*Data lines*.
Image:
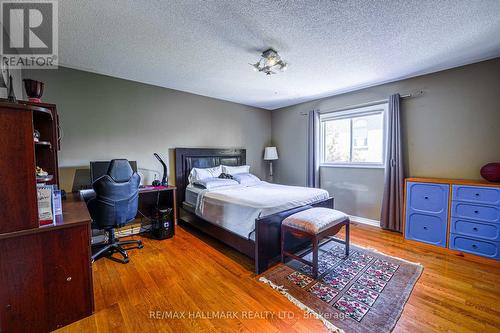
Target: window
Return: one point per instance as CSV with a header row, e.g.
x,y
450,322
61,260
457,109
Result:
x,y
354,137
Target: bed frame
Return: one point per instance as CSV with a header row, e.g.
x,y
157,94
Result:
x,y
266,246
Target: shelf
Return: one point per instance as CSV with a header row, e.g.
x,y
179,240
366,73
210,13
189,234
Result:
x,y
43,143
44,179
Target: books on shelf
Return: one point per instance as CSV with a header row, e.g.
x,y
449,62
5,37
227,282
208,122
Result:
x,y
49,204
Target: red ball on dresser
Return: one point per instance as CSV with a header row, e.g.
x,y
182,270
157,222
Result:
x,y
491,172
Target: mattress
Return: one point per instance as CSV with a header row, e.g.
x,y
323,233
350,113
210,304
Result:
x,y
235,208
192,194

*Task statement*.
Update all of the records by swapping "Target" for "Label" and keeping everything else as it is. Omit the pictures from your answer.

*Full answer*.
Image:
Label: window
Return: one point per instance as CSV with a header row, e.g.
x,y
450,322
61,260
457,109
Result:
x,y
354,137
Label: bed frame
Return: one point per instance as CSV with a header row, e.g.
x,y
157,94
Result:
x,y
266,246
Label: shelf
Return: one point per instance as CSV with a header row, e.g.
x,y
179,240
366,73
210,13
189,234
Result:
x,y
43,143
44,179
Label: books on shelf
Return: one point per instance as CSV with a header row, e.g.
x,y
449,62
5,37
227,282
208,122
Result:
x,y
49,204
Label: red ball on dresser
Return: one point per instance as CSV with a header row, e.g.
x,y
182,270
157,222
Result:
x,y
491,172
Label: mattress
Return: one point per instance as CSV with a header row, e.g.
x,y
323,233
350,113
210,304
Result:
x,y
235,208
192,194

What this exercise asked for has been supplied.